EXERCISE AIM: Pull out each line of the items below that contains the word "gloved", and list those lines.

Collected data:
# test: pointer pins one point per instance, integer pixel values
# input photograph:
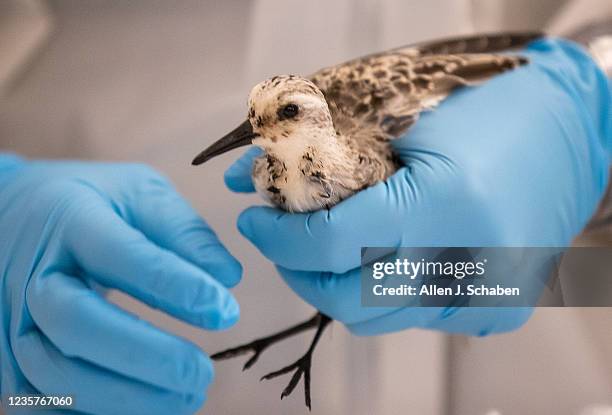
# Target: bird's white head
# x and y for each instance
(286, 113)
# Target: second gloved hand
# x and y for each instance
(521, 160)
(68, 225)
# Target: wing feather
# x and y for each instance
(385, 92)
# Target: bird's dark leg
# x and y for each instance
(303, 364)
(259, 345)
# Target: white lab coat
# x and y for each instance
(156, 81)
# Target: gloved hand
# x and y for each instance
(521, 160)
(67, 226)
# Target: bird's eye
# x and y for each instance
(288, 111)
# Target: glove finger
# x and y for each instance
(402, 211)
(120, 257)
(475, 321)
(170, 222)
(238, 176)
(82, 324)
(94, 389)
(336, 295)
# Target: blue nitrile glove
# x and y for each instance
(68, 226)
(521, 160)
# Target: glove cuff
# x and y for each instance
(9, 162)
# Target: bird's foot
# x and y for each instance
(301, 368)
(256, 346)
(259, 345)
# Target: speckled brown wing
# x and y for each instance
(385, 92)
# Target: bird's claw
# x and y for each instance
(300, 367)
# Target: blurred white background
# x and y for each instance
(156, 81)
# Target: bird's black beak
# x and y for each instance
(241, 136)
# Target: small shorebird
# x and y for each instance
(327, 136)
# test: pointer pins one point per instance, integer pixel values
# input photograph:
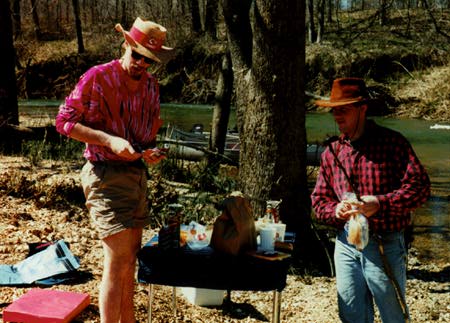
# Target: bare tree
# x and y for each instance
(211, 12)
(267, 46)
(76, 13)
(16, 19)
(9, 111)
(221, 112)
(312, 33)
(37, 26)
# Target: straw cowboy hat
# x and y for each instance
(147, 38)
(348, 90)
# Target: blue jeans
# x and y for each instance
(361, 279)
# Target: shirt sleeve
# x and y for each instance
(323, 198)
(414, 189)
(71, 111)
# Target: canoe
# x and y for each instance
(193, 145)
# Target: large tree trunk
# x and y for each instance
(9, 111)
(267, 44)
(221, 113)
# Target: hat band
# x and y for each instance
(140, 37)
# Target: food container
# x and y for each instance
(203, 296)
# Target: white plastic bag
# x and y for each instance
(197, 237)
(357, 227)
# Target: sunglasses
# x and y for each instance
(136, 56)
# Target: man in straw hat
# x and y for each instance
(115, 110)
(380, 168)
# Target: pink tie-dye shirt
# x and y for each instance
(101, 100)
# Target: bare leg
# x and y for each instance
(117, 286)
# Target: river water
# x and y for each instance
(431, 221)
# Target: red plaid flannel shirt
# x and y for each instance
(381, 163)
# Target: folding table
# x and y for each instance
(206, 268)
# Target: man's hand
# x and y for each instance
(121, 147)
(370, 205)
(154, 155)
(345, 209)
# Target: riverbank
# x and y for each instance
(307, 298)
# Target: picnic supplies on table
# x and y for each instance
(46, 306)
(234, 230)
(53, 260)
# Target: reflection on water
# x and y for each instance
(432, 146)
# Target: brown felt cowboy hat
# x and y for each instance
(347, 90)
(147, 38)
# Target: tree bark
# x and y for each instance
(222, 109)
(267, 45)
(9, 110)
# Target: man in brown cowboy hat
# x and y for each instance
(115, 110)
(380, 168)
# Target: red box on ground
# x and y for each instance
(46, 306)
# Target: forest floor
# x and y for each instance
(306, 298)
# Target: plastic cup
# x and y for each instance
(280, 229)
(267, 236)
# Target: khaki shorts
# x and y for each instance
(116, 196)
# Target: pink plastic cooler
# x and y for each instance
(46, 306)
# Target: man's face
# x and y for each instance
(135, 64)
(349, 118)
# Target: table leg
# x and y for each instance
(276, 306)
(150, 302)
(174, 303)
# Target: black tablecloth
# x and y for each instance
==
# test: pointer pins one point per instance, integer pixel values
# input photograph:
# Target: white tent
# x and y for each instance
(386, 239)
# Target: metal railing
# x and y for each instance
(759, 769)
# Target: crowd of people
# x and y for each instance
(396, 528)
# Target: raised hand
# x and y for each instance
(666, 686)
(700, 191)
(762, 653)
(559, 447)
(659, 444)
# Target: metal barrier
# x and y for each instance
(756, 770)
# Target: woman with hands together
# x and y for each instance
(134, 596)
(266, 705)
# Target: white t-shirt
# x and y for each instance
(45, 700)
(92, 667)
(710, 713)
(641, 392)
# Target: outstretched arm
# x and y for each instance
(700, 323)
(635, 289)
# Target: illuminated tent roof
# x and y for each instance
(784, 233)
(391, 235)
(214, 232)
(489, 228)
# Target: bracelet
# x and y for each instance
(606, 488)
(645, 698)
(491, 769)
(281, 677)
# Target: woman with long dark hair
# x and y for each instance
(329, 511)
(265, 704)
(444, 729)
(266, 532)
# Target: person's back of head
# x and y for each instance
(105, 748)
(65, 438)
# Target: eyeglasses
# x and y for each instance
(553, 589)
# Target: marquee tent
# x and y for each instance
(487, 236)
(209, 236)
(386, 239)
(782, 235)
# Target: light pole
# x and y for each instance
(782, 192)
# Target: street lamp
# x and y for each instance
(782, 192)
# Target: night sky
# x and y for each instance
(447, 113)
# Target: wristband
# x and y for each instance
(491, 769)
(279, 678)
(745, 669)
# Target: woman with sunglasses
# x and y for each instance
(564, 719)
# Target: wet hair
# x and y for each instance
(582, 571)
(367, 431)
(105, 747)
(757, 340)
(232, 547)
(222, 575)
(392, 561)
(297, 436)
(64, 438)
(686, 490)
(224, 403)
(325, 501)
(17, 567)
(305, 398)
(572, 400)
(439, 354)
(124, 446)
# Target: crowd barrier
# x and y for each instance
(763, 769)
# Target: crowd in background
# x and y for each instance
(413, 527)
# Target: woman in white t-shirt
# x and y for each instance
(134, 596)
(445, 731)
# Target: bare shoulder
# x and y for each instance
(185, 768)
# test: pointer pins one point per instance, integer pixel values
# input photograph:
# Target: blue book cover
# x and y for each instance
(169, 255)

RESULT FOR THIS EXERCISE:
# Target: second gloved hand
# Target: gloved hand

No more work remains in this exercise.